▸ DOCUMENT SEGMENT

This patient support community is for discussions relating to learning and education, motor and movement, neurological brain injury, premature birth, sensory integration, speech and communication, and vision impairment list groups.
Patterns are something kids start to learn in kindergarten in my area. That is after the age of 4. With your son's developmental issues, that might be ambitious to expect him to do a pattern on his own. I'd instead work on his just being able to bead which takes fine motor coordination. I'd put all the yellow beads together, all the red ones, blue ones, etc. Then say, pick a yellow one (if he has learned his colors) and direct him without expecting him to get the pattern himself.
Again, writing at 4 is often a challenge for kids with NO developmental issues. I think you may have unrealistic expectations for a 4 year old in general let alone one with MR.
My son is quite bright but fine motor issues were difficult for him. We began early writing with him AT FOUR. We worked with an occupational therapist and I'd say what you are trying to work on is not age appropriate fo any 4 year old.

▸ ENTRIES SUPPLIED
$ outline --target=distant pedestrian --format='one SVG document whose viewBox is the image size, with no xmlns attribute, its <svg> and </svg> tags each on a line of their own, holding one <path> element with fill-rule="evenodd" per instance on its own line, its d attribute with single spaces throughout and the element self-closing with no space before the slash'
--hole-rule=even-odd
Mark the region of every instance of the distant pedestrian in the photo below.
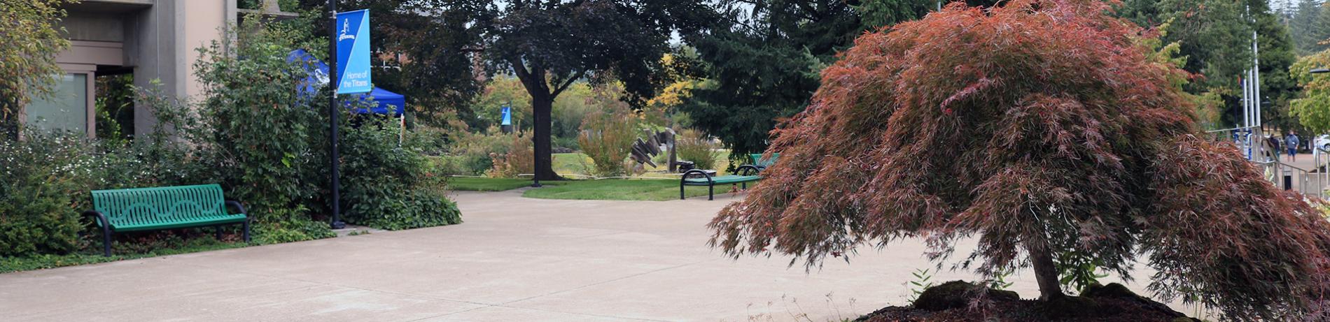
<svg viewBox="0 0 1330 322">
<path fill-rule="evenodd" d="M 1279 138 L 1275 138 L 1274 135 L 1265 136 L 1265 143 L 1267 144 L 1266 147 L 1269 148 L 1266 150 L 1269 151 L 1266 154 L 1269 154 L 1267 156 L 1270 158 L 1270 160 L 1278 160 L 1279 152 L 1283 151 L 1279 150 Z"/>
<path fill-rule="evenodd" d="M 1283 138 L 1283 144 L 1289 147 L 1289 160 L 1290 162 L 1298 160 L 1298 144 L 1299 143 L 1302 143 L 1302 142 L 1298 140 L 1298 133 L 1297 131 L 1291 131 L 1291 133 L 1289 133 L 1289 136 Z"/>
</svg>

▸ PROBLEM DETAILS
In the forum post about a four-year-old's beading and writing, when do kids in the writer's area start learning patterns?

▸ WRITTEN ANSWER
They start in kindergarten, after the age of 4.